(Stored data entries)
● ● ● ● ● ● ●

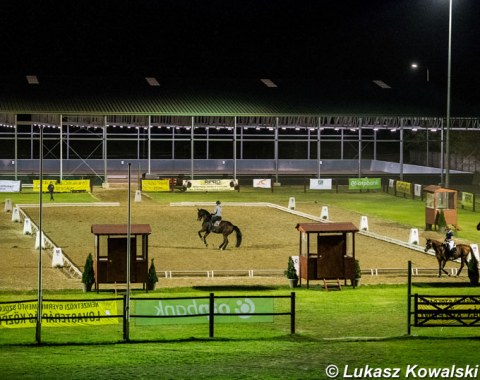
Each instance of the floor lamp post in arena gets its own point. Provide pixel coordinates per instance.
(127, 303)
(38, 334)
(449, 79)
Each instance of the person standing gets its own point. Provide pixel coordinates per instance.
(449, 243)
(51, 189)
(217, 212)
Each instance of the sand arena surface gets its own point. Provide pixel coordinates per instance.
(269, 237)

● ● ● ● ● ● ●

__Problem details__. Edit the listing so that every occurrence of "pixel coordinates" reads "image coordinates", then reproduce all of its lines with no other changes and without the pictures.

__The response__.
Each instance of the floor lamp post in arena gets its own point. Provide image coordinates per instance.
(127, 303)
(38, 334)
(449, 79)
Each instance of the person standing gets its own point. Provide image coordinates per instance.
(449, 243)
(51, 189)
(217, 212)
Each instance of the sand arena surface gets its own point. Provide image coordinates per instance.
(269, 237)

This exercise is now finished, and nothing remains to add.